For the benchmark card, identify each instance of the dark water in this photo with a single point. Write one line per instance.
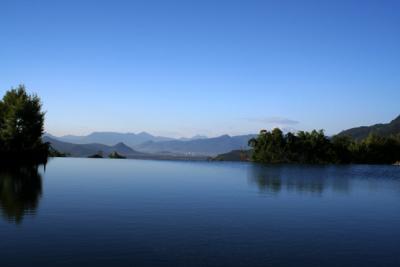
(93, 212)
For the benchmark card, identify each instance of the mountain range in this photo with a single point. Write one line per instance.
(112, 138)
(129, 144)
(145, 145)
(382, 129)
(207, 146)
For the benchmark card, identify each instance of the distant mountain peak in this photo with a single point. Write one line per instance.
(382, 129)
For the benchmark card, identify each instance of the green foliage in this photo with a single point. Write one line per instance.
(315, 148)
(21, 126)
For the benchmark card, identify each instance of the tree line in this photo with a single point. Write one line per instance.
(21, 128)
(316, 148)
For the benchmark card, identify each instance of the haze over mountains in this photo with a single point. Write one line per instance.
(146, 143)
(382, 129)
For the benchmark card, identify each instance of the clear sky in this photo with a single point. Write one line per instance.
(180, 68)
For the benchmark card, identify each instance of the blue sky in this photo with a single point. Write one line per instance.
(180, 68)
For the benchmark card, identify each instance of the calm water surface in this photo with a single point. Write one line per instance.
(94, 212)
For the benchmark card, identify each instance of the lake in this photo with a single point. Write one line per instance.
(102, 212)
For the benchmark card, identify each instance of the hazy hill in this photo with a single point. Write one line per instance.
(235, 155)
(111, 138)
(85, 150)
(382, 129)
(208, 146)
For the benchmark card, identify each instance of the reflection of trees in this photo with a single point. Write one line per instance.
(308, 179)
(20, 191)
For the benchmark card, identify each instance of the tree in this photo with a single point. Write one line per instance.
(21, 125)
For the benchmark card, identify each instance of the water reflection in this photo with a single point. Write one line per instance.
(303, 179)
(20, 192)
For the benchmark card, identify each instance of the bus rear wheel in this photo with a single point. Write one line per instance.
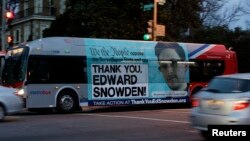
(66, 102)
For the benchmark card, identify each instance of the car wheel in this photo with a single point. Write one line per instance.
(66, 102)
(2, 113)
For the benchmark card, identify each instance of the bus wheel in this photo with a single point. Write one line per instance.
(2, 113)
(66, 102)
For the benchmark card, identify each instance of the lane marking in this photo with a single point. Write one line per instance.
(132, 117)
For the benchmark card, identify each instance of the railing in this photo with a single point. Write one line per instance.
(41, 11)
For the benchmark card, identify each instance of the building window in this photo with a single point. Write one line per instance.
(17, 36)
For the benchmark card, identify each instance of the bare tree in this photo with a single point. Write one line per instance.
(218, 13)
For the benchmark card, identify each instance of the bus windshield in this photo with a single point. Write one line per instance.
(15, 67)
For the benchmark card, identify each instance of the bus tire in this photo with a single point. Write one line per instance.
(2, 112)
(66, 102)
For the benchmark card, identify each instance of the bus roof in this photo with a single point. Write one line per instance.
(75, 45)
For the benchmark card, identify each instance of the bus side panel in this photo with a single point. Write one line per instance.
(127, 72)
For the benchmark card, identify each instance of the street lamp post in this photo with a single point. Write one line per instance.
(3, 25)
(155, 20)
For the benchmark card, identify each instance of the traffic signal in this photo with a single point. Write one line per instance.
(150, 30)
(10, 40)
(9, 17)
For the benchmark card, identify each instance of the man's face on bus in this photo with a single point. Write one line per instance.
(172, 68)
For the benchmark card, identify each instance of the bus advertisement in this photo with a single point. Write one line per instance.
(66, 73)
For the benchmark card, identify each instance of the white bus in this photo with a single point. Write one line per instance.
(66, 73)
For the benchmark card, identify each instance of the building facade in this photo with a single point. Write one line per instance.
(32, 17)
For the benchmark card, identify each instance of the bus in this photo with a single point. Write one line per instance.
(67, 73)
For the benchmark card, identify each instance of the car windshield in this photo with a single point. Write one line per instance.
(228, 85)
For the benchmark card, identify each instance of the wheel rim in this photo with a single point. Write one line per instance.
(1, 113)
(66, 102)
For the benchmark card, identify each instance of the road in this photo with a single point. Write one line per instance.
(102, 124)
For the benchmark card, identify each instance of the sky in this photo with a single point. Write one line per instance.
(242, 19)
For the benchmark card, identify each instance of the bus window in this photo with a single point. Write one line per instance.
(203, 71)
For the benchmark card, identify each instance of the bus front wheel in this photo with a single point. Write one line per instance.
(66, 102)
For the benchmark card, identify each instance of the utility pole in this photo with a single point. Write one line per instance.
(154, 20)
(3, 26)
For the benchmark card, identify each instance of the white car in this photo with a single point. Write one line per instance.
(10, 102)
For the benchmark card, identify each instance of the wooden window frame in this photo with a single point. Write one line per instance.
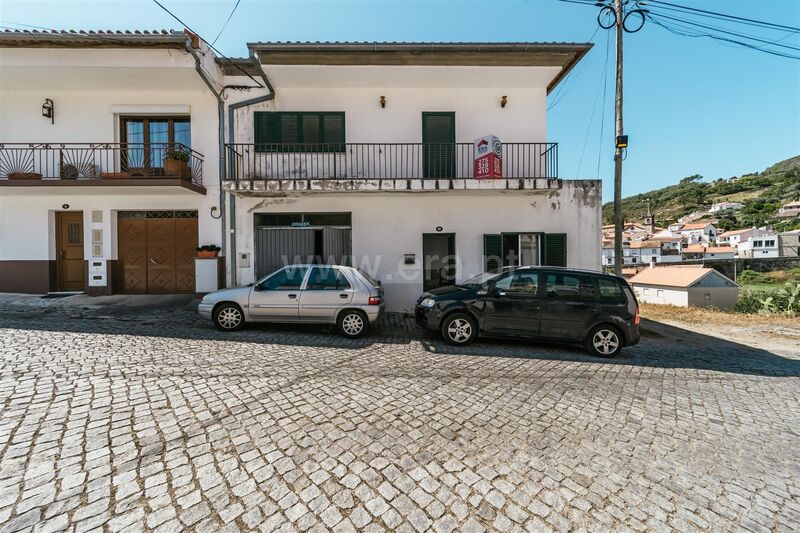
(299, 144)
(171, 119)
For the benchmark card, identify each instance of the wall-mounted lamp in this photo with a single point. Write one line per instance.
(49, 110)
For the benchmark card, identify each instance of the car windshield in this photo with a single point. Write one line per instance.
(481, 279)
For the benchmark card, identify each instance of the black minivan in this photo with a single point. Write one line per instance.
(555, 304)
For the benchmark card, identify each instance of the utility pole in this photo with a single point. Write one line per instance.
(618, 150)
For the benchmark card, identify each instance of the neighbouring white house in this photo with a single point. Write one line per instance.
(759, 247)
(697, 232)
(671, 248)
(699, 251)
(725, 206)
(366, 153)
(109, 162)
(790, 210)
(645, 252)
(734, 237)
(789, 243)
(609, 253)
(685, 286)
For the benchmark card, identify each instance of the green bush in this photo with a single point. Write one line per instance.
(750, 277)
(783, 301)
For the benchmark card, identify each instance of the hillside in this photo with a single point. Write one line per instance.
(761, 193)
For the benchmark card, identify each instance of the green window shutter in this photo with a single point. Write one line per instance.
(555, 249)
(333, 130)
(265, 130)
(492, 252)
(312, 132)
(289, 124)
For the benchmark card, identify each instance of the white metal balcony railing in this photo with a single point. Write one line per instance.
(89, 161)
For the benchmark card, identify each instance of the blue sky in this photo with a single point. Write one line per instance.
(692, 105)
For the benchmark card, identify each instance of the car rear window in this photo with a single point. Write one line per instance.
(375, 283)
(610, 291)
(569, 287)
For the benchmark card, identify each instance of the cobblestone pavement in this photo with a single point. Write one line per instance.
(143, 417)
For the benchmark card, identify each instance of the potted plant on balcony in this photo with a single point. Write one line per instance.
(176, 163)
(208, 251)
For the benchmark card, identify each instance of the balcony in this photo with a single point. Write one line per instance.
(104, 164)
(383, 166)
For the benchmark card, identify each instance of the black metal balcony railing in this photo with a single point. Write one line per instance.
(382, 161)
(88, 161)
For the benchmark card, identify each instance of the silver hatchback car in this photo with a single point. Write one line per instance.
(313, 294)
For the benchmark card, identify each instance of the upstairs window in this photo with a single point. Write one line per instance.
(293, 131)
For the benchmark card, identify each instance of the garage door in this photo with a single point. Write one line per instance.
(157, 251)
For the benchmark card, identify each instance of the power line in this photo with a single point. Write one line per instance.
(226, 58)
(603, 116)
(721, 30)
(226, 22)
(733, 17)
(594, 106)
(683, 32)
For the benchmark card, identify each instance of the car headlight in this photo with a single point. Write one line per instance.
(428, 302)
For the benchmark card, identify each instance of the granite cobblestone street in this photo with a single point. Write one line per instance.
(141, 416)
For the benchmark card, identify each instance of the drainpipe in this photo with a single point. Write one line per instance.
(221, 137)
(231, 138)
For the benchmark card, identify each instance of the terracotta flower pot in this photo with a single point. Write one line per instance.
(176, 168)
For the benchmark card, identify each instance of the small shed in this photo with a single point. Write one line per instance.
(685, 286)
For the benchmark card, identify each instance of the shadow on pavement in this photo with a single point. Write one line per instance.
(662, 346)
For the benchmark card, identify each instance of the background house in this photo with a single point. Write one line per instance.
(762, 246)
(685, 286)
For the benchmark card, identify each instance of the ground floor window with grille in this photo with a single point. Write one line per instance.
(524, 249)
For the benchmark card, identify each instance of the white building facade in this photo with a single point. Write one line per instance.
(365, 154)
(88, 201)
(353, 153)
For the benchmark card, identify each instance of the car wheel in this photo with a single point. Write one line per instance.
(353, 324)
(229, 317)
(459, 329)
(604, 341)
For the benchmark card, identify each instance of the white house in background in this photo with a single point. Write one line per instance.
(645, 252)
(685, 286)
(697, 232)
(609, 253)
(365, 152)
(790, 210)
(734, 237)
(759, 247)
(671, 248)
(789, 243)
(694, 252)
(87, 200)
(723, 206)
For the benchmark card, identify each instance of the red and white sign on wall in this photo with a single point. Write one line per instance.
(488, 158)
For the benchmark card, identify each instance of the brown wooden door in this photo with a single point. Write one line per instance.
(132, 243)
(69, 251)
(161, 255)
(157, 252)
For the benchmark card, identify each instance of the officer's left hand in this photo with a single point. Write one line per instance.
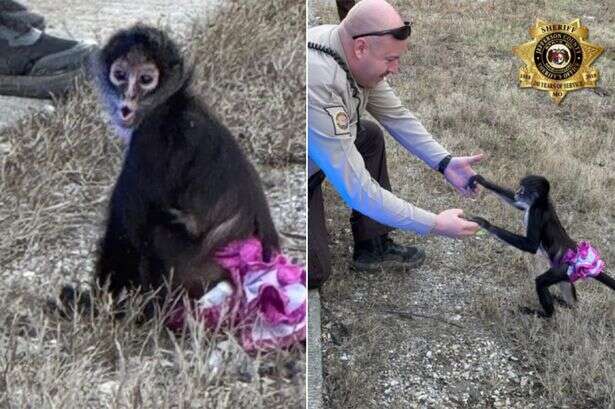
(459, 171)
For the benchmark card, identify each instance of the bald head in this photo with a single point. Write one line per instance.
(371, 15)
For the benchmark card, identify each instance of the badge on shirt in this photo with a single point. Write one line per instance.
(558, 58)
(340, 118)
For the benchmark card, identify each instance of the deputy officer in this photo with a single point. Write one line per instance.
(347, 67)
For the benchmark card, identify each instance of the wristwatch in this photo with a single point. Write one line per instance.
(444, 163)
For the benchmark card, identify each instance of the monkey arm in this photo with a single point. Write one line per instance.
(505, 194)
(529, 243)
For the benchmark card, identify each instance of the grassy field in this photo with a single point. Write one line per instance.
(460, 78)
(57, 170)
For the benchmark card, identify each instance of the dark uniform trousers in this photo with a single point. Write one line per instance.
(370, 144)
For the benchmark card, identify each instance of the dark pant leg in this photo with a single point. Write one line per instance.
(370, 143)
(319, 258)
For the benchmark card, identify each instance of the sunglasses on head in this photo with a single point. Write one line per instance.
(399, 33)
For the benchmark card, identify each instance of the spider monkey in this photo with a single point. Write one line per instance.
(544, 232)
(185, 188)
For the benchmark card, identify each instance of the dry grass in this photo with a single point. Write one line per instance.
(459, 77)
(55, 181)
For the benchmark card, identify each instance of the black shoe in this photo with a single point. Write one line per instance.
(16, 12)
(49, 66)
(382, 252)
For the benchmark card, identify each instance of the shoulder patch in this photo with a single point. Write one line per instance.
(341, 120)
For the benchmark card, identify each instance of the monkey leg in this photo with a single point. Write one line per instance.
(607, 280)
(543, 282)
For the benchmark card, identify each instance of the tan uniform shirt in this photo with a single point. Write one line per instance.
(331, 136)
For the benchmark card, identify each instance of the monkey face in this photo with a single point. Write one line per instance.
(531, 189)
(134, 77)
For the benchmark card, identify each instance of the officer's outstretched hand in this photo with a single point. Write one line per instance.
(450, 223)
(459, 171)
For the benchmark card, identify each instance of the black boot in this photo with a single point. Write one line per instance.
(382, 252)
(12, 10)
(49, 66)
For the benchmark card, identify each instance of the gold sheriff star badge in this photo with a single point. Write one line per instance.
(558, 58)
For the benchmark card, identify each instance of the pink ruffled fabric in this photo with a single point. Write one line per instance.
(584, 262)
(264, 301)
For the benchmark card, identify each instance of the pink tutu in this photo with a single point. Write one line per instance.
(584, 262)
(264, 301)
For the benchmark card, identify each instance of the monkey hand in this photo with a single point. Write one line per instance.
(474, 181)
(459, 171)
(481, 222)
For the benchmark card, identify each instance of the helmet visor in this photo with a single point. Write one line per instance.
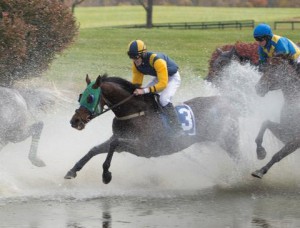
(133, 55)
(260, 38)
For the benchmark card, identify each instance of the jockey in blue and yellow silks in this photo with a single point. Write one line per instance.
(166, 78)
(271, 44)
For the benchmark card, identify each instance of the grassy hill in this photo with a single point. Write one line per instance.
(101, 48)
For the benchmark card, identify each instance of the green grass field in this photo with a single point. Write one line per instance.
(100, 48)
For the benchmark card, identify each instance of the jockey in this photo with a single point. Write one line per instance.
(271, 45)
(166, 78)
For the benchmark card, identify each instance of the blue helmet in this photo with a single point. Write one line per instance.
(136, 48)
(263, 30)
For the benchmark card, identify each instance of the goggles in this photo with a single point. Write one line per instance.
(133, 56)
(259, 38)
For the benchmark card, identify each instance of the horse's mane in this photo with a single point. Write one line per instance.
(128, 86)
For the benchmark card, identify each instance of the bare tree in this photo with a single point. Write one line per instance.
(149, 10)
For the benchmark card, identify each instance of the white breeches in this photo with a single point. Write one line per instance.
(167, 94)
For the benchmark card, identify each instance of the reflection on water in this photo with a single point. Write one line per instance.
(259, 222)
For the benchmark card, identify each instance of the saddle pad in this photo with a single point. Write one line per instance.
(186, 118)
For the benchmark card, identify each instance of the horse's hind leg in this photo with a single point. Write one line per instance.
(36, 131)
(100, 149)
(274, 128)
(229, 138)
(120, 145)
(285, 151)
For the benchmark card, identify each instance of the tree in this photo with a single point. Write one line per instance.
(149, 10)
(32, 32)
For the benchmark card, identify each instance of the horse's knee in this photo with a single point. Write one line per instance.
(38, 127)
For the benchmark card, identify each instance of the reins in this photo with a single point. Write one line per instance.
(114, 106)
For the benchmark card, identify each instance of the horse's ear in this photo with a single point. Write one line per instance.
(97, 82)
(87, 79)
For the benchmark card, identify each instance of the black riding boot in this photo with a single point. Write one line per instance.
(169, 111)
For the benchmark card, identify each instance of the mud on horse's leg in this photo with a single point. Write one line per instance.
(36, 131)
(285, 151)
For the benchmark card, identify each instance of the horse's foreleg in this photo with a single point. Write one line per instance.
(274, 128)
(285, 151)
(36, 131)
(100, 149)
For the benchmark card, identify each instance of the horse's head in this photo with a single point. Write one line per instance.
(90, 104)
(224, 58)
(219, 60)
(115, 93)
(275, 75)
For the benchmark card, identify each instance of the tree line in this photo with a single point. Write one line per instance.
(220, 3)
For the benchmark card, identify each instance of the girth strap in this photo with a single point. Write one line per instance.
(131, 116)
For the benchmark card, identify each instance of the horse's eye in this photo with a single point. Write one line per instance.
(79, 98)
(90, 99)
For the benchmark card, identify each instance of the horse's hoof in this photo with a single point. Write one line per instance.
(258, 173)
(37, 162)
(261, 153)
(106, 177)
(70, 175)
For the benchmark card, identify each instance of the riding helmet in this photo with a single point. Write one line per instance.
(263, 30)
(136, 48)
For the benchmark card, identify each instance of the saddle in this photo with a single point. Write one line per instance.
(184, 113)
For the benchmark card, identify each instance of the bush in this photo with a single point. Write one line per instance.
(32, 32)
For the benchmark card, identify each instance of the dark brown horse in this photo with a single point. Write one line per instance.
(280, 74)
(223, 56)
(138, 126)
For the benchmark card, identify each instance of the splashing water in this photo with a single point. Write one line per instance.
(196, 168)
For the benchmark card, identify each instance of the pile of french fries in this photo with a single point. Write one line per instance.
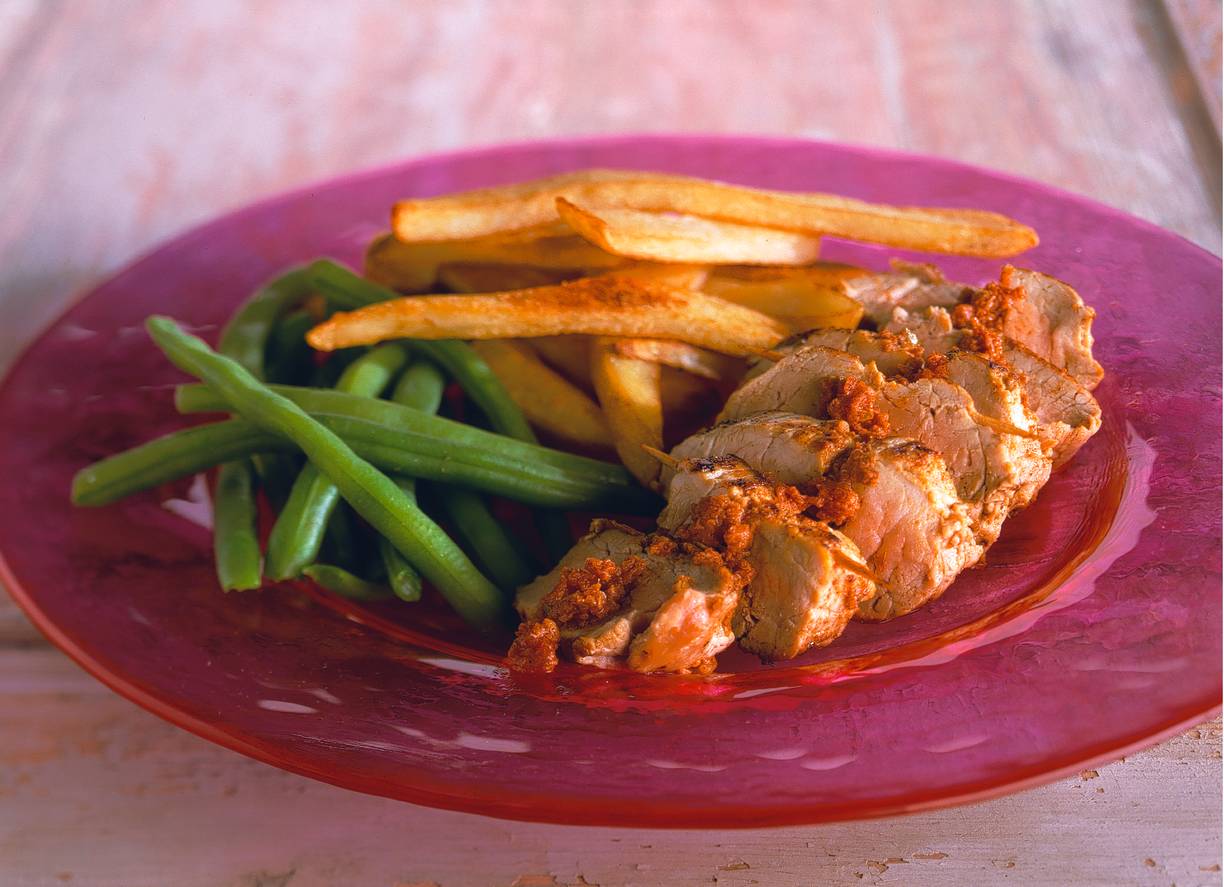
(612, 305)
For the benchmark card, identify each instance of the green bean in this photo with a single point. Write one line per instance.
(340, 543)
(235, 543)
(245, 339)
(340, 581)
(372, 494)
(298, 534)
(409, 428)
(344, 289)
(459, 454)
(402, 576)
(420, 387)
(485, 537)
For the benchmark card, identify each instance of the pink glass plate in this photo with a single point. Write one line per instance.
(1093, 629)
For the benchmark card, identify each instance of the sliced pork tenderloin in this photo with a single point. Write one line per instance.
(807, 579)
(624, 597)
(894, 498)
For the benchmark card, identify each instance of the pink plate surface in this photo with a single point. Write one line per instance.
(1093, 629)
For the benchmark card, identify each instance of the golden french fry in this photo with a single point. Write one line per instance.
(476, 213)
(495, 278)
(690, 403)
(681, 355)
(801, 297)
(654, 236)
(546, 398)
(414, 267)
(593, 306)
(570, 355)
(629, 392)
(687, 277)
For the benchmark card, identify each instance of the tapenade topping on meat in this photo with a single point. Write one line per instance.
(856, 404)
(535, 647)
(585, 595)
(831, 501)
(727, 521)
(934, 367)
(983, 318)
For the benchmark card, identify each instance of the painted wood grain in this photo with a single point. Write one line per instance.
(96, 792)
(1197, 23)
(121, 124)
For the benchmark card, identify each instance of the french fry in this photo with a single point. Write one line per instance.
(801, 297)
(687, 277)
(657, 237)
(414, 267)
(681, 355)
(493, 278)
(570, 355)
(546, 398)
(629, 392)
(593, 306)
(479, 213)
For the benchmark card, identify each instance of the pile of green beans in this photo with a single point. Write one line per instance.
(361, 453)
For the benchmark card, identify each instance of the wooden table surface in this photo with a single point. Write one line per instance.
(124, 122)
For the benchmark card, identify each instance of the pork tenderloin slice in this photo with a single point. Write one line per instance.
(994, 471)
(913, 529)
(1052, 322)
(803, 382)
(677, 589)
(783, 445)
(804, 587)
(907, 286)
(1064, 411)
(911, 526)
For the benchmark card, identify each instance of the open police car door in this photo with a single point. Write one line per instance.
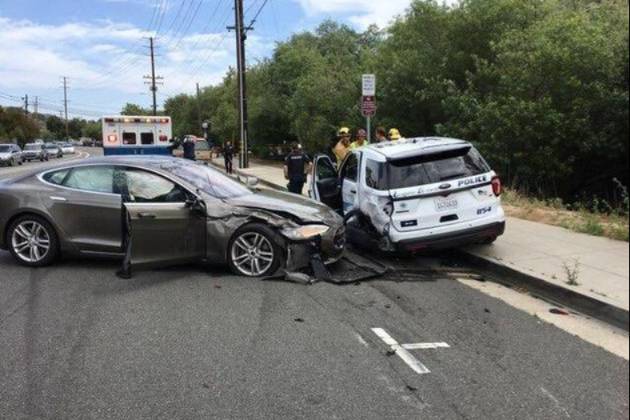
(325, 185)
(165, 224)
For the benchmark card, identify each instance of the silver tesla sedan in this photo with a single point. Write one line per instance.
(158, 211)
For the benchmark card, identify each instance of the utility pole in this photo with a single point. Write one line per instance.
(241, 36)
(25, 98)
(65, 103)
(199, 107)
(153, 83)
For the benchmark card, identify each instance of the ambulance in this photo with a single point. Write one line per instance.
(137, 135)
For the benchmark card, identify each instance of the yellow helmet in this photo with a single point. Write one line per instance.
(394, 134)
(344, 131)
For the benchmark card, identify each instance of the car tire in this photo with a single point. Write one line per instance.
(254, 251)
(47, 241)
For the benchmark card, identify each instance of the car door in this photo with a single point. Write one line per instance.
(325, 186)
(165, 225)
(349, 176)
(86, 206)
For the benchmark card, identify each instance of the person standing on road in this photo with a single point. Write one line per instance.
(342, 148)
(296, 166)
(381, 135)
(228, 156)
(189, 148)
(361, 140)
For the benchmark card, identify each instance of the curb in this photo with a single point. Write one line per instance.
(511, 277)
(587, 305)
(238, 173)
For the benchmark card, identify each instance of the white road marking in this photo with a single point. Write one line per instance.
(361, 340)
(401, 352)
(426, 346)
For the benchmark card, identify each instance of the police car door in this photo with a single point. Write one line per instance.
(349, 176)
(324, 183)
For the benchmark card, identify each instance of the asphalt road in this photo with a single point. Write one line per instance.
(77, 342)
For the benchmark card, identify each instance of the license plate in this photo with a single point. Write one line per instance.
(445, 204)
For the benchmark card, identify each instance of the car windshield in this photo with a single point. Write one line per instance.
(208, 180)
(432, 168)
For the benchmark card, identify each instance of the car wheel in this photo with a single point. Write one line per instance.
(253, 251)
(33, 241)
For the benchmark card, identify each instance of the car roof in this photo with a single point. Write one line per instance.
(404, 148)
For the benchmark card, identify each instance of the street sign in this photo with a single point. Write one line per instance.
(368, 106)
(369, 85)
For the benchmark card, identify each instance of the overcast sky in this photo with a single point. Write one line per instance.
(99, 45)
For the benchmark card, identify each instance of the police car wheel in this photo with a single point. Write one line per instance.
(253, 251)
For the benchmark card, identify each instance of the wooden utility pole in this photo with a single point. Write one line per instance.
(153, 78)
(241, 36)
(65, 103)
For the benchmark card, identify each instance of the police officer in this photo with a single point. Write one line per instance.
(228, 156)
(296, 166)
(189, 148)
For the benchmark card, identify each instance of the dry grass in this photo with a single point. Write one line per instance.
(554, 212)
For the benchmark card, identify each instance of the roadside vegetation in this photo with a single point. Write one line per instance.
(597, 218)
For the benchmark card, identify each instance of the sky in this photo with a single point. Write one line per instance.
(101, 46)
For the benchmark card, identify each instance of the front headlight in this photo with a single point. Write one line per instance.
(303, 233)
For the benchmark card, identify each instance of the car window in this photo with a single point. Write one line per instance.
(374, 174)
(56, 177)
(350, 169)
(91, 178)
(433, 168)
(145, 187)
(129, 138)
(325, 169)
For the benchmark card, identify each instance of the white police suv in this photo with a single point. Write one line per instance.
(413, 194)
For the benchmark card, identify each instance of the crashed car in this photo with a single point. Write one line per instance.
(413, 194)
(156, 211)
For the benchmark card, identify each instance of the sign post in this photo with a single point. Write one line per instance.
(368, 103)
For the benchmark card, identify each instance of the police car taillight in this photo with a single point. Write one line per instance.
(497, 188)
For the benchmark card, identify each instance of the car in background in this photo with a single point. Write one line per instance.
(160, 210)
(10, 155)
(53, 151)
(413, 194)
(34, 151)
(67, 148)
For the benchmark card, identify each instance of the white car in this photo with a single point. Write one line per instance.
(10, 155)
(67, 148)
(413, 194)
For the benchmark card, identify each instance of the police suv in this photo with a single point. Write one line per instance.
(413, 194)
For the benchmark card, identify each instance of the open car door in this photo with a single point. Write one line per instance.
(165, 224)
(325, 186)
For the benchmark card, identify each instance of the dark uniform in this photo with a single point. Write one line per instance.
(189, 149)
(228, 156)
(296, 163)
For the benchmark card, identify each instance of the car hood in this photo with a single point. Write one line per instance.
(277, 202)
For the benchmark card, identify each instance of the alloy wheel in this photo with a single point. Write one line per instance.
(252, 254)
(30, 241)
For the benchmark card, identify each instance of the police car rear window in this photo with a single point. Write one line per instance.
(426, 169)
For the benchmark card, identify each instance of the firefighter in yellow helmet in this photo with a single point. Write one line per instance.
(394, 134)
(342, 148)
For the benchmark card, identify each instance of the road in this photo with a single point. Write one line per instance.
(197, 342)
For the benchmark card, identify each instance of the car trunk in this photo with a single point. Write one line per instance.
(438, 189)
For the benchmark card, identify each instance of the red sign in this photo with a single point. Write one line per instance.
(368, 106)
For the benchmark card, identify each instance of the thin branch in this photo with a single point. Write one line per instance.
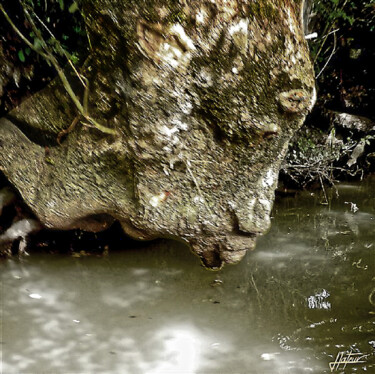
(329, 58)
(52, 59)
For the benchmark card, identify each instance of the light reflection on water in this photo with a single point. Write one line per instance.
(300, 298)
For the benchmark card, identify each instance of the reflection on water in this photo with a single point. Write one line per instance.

- Goal of the exercise
Begin with the line that contains "dark uniform in" and copy every line through the end of the listing, exactly as written, both ends included. Pictures are not part of the copy.

- Complete response
For the benchmark card, identify each instance of the dark uniform in this photo with a single point. Write one line per instance.
(189, 149)
(228, 156)
(296, 163)
For the benchmark card, identify each instance of the car hood in this photo with a single point. Write one line per instance.
(277, 202)
For the benchmark card, identify each instance of the alloy wheel in this photo with a single point. Write one line per instance.
(252, 254)
(30, 241)
For the benchmark card, identify each instance of the police car rear window in this photo with a single point. Write one line per instance.
(426, 169)
For the benchmark card, identify each instance of the firefighter in yellow helmet in this photo with a single point. Write one line per instance.
(394, 134)
(342, 148)
For the benchmark card, identify each instance of the road in this photo with a single point. Write one line per instance.
(197, 342)
For the benchmark card, identify each instance of the car trunk in this photo with a single point. Write one line per instance.
(438, 189)
For the benchmark card, identify each instance of the red sign in this photo with a single point. Write one line per instance.
(368, 106)
For the benchmark card, identify each instance of the thin branch in this photo with a single point. Write one line per instance.
(329, 58)
(52, 59)
For the benchmark card, identify each instance of the light reflection on water in this photo with a single point. Write one line per instance.
(300, 298)
For the benchmark card, identify each instance of the reflection on water in this photo with a single point. Write one line per instance.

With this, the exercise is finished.